**WRITTEN EXERCISE**: Reproduce the complete listing without any deviation.

**DATA TO USE**:
▽

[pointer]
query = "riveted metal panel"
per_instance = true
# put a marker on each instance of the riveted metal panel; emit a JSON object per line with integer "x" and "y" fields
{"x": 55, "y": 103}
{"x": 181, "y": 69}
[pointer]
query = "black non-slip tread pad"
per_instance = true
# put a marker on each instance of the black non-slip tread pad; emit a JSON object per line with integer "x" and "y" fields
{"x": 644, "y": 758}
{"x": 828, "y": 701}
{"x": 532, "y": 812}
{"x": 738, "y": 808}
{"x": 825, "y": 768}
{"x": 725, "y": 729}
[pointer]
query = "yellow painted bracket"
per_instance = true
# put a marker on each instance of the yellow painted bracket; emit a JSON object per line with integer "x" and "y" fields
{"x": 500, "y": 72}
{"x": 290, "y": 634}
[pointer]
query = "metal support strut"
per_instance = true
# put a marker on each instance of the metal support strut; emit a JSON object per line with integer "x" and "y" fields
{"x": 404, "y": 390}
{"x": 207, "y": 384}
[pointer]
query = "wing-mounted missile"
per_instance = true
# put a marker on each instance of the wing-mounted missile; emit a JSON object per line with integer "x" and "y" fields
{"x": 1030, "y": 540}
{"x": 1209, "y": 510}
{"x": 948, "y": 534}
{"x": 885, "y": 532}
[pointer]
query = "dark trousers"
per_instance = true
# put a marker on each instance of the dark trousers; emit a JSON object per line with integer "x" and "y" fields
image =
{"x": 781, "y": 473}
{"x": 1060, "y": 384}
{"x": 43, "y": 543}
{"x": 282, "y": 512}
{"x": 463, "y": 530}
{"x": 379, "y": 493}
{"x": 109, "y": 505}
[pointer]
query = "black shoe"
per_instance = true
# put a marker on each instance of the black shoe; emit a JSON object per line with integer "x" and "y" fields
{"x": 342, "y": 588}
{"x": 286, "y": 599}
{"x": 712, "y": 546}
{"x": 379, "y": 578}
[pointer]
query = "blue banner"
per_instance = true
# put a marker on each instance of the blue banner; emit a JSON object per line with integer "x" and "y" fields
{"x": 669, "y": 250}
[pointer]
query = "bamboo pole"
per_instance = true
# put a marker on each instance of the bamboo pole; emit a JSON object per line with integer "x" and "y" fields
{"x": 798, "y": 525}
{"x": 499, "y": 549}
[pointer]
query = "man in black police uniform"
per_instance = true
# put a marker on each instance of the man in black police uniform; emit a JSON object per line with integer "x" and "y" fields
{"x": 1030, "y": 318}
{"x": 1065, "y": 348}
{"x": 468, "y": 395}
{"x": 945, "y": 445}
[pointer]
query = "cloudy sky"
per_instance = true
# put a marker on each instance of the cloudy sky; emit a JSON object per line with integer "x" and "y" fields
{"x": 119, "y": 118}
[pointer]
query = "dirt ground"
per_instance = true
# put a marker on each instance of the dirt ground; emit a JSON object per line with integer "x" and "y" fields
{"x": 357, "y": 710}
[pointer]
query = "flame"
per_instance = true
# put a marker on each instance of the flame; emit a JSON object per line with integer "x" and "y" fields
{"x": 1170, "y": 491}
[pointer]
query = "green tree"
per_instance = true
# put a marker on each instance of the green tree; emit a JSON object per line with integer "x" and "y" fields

△

**SOLUTION TO THE PROBLEM**:
[pointer]
query = "riveted metal panel"
per_instance = true
# put a marker on each instance of the riveted metal panel; emit a JSON object per line with integer "x" and "y" fields
{"x": 55, "y": 103}
{"x": 181, "y": 69}
[pointer]
query = "black non-slip tread pad"
per_instance = true
# put a marker on each instance of the black non-slip tread pad; emit a JSON object per line with integer "x" and "y" fields
{"x": 644, "y": 758}
{"x": 828, "y": 701}
{"x": 532, "y": 812}
{"x": 738, "y": 808}
{"x": 825, "y": 768}
{"x": 725, "y": 729}
[pointer]
query = "yellow painted bracket"
per_instance = true
# put a marker on each instance of the yellow painted bracket; emit a JSON object per line with integer "x" and "y" fields
{"x": 500, "y": 72}
{"x": 290, "y": 634}
[pointer]
query = "metal support strut"
per_instance = true
# put a marker on each instance of the metal support strut; emit a JSON object per line with integer "x" and "y" fields
{"x": 404, "y": 390}
{"x": 207, "y": 384}
[pointer]
query = "wing-mounted missile"
per_instance = true
# put a marker on each instance of the wing-mounted missile; emit a JSON object per line with integer "x" and "y" fields
{"x": 1030, "y": 540}
{"x": 1209, "y": 510}
{"x": 948, "y": 534}
{"x": 885, "y": 532}
[pointer]
query = "dark trousers"
per_instance = true
# put a marker on each instance of the dark trousers; emit a JSON object per line with integer "x" and "y" fields
image =
{"x": 781, "y": 473}
{"x": 1060, "y": 384}
{"x": 43, "y": 543}
{"x": 282, "y": 512}
{"x": 463, "y": 530}
{"x": 379, "y": 493}
{"x": 109, "y": 505}
[pointer]
query = "black shoe"
per_instance = true
# put a marker on each instance of the black shoe; emit a JSON object per line with integer "x" and "y" fields
{"x": 342, "y": 588}
{"x": 286, "y": 599}
{"x": 712, "y": 546}
{"x": 379, "y": 578}
[pointer]
query = "blue banner"
per_instance = true
# put a marker on each instance of the blue banner; emit a JSON object per line with integer "x" and "y" fields
{"x": 669, "y": 250}
[pointer]
query = "bamboo pole"
per_instance = true
# put a marker on each instance of the bamboo pole; emit a JSON object per line with integer "x" and "y" fields
{"x": 798, "y": 525}
{"x": 499, "y": 549}
[pointer]
query = "man in black police uniform"
per_instance = true
# put a marker on each instance of the man in black police uniform; emit a JSON object per line with integer "x" and "y" fields
{"x": 1030, "y": 318}
{"x": 1065, "y": 348}
{"x": 468, "y": 395}
{"x": 945, "y": 445}
[pointer]
query = "cloudy sky"
per_instance = true
# put a marker on each instance of the cloudy sky; emit a JSON object per line with integer "x" and "y" fields
{"x": 119, "y": 118}
[pointer]
query = "dirt ground"
per_instance = true
# put a marker on each instance of the dirt ground; emit a JSON object per line with integer "x" and "y" fields
{"x": 357, "y": 710}
[pointer]
query = "flame"
per_instance = true
# put a marker on each instance of the flame; emit a JSON object per line with integer "x" and "y" fields
{"x": 1170, "y": 491}
[pointer]
query = "green tree"
per_instance = true
# put a marker on each instance of the green tree; emit a JSON object per line with integer "x" and "y" fields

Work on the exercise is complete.